[Challenge] Write out exactly, with no other output, the lines below from the one that contains "Reviewer note: check that every instance of the yellow shorts" through the end.

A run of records
+ + + +
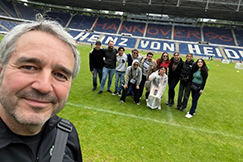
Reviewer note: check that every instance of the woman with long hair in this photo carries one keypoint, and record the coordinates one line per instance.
(163, 61)
(158, 84)
(176, 64)
(200, 75)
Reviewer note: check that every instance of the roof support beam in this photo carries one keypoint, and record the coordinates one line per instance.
(150, 2)
(178, 3)
(206, 8)
(238, 7)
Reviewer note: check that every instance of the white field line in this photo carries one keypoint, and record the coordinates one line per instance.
(156, 121)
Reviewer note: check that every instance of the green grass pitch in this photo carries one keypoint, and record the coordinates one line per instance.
(112, 131)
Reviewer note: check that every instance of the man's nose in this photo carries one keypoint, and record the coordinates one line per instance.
(43, 82)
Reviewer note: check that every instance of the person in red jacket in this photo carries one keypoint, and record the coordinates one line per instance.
(163, 61)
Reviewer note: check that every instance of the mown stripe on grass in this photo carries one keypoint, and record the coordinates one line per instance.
(156, 121)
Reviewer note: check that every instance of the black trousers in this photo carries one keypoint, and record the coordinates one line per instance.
(184, 89)
(172, 84)
(135, 90)
(141, 86)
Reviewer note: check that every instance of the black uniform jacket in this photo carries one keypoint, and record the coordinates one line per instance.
(13, 149)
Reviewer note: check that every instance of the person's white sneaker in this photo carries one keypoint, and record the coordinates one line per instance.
(188, 115)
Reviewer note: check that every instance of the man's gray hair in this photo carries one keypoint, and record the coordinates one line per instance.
(8, 44)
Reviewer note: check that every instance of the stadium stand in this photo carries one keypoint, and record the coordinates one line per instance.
(159, 31)
(28, 13)
(8, 7)
(134, 28)
(144, 35)
(8, 24)
(107, 25)
(61, 18)
(192, 34)
(239, 37)
(82, 22)
(157, 45)
(2, 13)
(218, 36)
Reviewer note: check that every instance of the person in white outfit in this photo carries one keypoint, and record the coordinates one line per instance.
(159, 81)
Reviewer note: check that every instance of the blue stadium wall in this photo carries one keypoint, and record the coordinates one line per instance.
(200, 50)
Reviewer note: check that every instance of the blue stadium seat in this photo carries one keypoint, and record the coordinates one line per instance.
(2, 29)
(239, 37)
(218, 36)
(134, 28)
(192, 34)
(8, 24)
(107, 25)
(2, 13)
(159, 31)
(82, 22)
(60, 17)
(9, 8)
(28, 13)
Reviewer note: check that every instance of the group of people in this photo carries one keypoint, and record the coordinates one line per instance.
(38, 62)
(135, 72)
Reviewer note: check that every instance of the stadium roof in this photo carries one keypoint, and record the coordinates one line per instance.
(213, 9)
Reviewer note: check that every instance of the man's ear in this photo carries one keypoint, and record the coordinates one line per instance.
(1, 68)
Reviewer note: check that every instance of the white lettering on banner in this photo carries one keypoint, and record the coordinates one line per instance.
(208, 50)
(155, 45)
(111, 39)
(123, 41)
(93, 38)
(82, 36)
(144, 44)
(229, 53)
(170, 47)
(102, 38)
(195, 48)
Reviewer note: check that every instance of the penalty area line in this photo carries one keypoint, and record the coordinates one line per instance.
(154, 120)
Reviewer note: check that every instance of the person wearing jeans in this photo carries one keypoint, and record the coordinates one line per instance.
(133, 78)
(185, 83)
(174, 76)
(96, 63)
(109, 67)
(200, 75)
(120, 70)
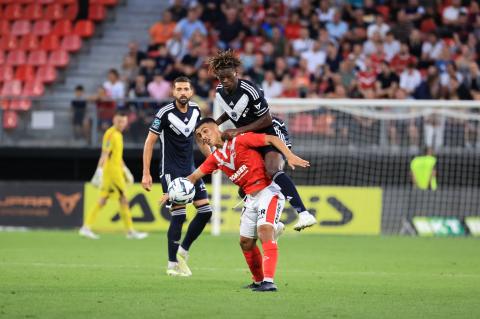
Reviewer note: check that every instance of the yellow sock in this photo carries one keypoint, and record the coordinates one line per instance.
(126, 217)
(92, 215)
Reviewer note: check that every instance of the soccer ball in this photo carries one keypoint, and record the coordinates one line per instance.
(181, 191)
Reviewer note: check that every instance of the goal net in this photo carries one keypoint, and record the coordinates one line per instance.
(422, 156)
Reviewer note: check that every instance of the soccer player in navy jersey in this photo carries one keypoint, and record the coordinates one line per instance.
(245, 106)
(175, 125)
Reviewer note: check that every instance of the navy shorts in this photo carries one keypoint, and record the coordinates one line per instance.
(200, 190)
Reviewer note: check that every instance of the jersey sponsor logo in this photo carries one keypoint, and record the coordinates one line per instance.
(238, 108)
(239, 173)
(183, 128)
(156, 124)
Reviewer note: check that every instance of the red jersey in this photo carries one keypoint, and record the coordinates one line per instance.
(241, 162)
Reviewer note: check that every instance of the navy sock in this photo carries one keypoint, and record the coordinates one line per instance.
(197, 225)
(175, 232)
(289, 190)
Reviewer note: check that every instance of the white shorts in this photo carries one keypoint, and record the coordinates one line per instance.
(264, 208)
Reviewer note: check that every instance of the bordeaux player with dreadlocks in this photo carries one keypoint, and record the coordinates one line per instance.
(244, 104)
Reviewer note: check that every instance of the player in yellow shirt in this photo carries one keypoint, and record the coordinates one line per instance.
(112, 176)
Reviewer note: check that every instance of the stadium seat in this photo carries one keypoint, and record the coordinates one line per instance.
(33, 88)
(29, 42)
(13, 11)
(4, 27)
(50, 43)
(59, 59)
(302, 123)
(37, 58)
(84, 28)
(6, 73)
(62, 28)
(96, 12)
(20, 27)
(46, 74)
(54, 11)
(16, 57)
(33, 11)
(8, 42)
(42, 27)
(25, 73)
(10, 120)
(71, 43)
(71, 12)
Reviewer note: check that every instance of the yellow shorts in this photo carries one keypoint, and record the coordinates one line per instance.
(113, 182)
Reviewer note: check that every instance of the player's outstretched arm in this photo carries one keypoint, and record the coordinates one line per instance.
(292, 159)
(147, 160)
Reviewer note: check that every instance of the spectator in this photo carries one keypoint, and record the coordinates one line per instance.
(159, 88)
(79, 109)
(187, 26)
(336, 27)
(114, 87)
(271, 87)
(162, 31)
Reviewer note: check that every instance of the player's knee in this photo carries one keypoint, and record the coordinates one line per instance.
(246, 243)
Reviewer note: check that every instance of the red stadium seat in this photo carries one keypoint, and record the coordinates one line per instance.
(4, 27)
(16, 57)
(50, 43)
(42, 27)
(54, 11)
(84, 28)
(29, 42)
(62, 27)
(25, 73)
(21, 27)
(6, 73)
(13, 11)
(10, 120)
(46, 74)
(37, 58)
(59, 59)
(96, 12)
(33, 89)
(33, 11)
(8, 42)
(71, 12)
(71, 43)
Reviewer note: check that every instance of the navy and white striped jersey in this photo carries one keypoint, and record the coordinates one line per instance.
(176, 131)
(243, 106)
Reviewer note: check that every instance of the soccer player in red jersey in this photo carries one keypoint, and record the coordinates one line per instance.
+ + + +
[Full output]
Reviewer note: check that every instance of the yellow shorts in this photo carries one keypoint, and record the coordinates one line per instance.
(113, 182)
Reviewer note: check that every instance of the player's outstretched arm in this photo carries one keypoint, and record the coordinates one line per instance.
(292, 159)
(147, 160)
Reviewer note: check that every instance of the spectator in this photo carries one keypoint, and record the coordinates one line per instance.
(159, 88)
(79, 109)
(187, 26)
(336, 27)
(114, 87)
(271, 87)
(162, 31)
Reviewer note: check that every instance of the player's knee in this photo carries one keypoint, and record the coordinates one line per instance.
(246, 243)
Reviewer note: check that every instance of the red stadium seat in this photo carries one keypoint, and record the coordinates one line per instance.
(4, 27)
(16, 57)
(50, 43)
(42, 27)
(54, 11)
(84, 28)
(29, 42)
(62, 27)
(25, 73)
(21, 27)
(6, 73)
(13, 11)
(10, 120)
(46, 74)
(37, 58)
(59, 59)
(96, 12)
(33, 89)
(33, 11)
(8, 42)
(71, 12)
(71, 43)
Reviewer note: check that every instance of the navy and white striped jersey in this photo carries one keypoint, and record the coordinates one line per instance.
(176, 131)
(243, 106)
Reviewer note: check that every instance of the soccer player in red jersey in this photo carries one keypoint, and record the coordinates one line per instance.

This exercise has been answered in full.